• [必須課題 a] 後に示す行のうち、文字列「dark」を含むものをすべて返すこと。大文字と小文字は区別する。

++++ 原文 ++++

生前整理でやることは?進め方やメリットデメリットについても解説

「自分に何かあった時に備え、元気なうちに資産や家財などを整理したい」「自分の生活を見つめ直し、人生の棚卸しをしたい」と考えることはありませんか?
昨今、自身の身の回りの物や財産を整理する「生前整理」が注目されています。この記事では、生前整理とは何か、そのメリットやデメリットなどについて詳しく解説します。
生前整理とは?
生前整理とは、人生の終末を見据え、持ち物や財産を整理する作業のことです。具体的には、不要品と必要品の分別、不動産の整理・売却、遺言書の作成などがあります。
生前整理は、相続や遺言について具体的に考える機会です。「誰に何を残したいのか」を明確にでき、自分の希望を反映させた相続が可能になります。整理をしていく中で、今までの人生や生活を見直し、今後の生き方に活かすことも可能です。
万が一、自分に何かあってからでは、家族はどこから手をつければよいのかわからず、想像以上に大きな負担をかけるかもしれません。家族のためにも、思い立ったときに生前整理を進めましょう。
遺品整理や老前整理との違い
生前整理と似た言葉に「遺品整理」「老前整理」がありますが、それぞれ目的や内容に違いがあります。
遺品整理とは、本人が亡くなった後に家族や関係者が行う作業です。故人の持ち物を整理したり、形見分けをしたりなど、相続人としての責任を果たすことが目的です。遺品整理では、亡くなった本人の意思が反映されない場合があります。これは本人が行う生前整理との大きな違いです。
老前整理とは、高齢になる前に本人または家族が行う作業です。体力があるうちに身の回りを整理し、老後の暮らしに備えることが目的です。生前整理と同様、身の回りの処分や整理、必要に応じて遺言書の作成も行います。

++++

• [必須課題 b] 上の生前整理についての記事を、終わっているところから続けること。

++++ 提供データ ++++

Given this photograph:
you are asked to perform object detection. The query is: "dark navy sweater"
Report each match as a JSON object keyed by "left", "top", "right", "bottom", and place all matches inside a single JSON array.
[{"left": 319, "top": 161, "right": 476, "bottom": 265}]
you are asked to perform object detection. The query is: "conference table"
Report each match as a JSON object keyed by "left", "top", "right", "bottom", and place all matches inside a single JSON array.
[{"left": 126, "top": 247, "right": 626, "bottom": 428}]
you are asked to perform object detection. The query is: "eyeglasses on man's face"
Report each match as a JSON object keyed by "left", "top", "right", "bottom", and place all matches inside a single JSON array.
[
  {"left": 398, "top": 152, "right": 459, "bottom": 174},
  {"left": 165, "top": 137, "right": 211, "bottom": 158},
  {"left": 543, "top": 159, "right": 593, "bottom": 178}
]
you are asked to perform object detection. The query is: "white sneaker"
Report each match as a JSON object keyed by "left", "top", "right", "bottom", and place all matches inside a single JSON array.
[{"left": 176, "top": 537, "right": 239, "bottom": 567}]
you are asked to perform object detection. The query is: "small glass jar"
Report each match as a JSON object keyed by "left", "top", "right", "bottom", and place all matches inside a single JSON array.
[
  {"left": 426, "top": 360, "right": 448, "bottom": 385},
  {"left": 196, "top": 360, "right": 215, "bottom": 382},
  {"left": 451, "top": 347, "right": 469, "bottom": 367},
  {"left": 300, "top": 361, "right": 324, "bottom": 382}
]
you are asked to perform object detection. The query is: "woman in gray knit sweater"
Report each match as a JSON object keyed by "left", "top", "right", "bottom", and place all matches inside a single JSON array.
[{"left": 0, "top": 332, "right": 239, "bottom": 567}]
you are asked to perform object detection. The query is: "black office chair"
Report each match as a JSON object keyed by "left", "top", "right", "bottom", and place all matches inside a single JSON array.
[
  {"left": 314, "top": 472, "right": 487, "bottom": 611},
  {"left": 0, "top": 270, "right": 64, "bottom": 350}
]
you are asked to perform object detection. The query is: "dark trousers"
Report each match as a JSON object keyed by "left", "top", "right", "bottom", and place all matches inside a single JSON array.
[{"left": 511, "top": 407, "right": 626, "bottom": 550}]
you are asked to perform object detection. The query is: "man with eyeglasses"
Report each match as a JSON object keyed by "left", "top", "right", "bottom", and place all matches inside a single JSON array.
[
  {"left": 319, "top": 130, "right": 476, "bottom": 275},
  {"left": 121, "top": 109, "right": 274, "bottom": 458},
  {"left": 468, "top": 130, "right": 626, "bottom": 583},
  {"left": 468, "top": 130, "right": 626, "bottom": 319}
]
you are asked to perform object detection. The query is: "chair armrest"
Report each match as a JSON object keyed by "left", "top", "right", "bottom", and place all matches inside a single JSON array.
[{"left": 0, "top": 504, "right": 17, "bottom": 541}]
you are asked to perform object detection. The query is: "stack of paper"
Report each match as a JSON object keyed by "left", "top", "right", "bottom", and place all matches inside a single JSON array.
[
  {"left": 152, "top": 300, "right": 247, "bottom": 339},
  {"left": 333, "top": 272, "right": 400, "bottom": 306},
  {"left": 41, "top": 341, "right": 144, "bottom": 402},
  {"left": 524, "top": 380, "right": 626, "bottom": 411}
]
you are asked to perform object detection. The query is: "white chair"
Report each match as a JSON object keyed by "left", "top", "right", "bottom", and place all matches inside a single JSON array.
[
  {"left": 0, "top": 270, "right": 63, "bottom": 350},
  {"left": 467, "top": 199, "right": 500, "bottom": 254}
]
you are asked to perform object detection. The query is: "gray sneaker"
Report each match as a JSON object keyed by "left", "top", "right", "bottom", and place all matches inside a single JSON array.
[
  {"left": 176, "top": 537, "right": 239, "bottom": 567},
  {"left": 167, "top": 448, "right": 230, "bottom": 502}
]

++++

• [回答文 a]
you are asked to perform object detection. The query is: "dark navy sweater"
you are asked to perform object detection. The query is: "dark trousers"

• [回答文 b]
生前整理と老前整理では、作業の内容に共通点があるものの、老前整理は自分の老後に備える側面が強い作業と言えます。
生前整理の必要性と注目される背景
生前整理は、老後を快適に過ごすために必要な取り組みです。生前に持ち物を整理しておくと、介護や老後の引っ越しに伴う労力を軽減できます。万が一の際には、遺品整理の負担を軽減し、相続トラブルの防止にもつながることから、家族に安心と心のゆとりをもたらすためにも大切な作業と言えるでしょう。
生前整理が注目される背景には、近年の終活ブームや高齢化社会の進行があります。人生の最期を自分らしく迎えたいと願う人が増えたことに加え、高齢になる前の備えとして生前整理に取り組む人も増えています。
生前整理のメリット・デメリット
生前整理には多くのメリットがある一方、デメリットもあります。詳しくみていきましょう。
生前整理のメリット
生前整理のメリットとして、遺品整理の負担軽減が挙げられます。遺品が多いと、整理の手間がかかり、費用もかさみます。特に家族と別居していた場合は、遺品整理に加え、賃貸物件の退去手続きも速やかに行わなければなりません。事前に不要品を処分しておけば、遺品整理の手間が減り、家族の負担を軽減できます。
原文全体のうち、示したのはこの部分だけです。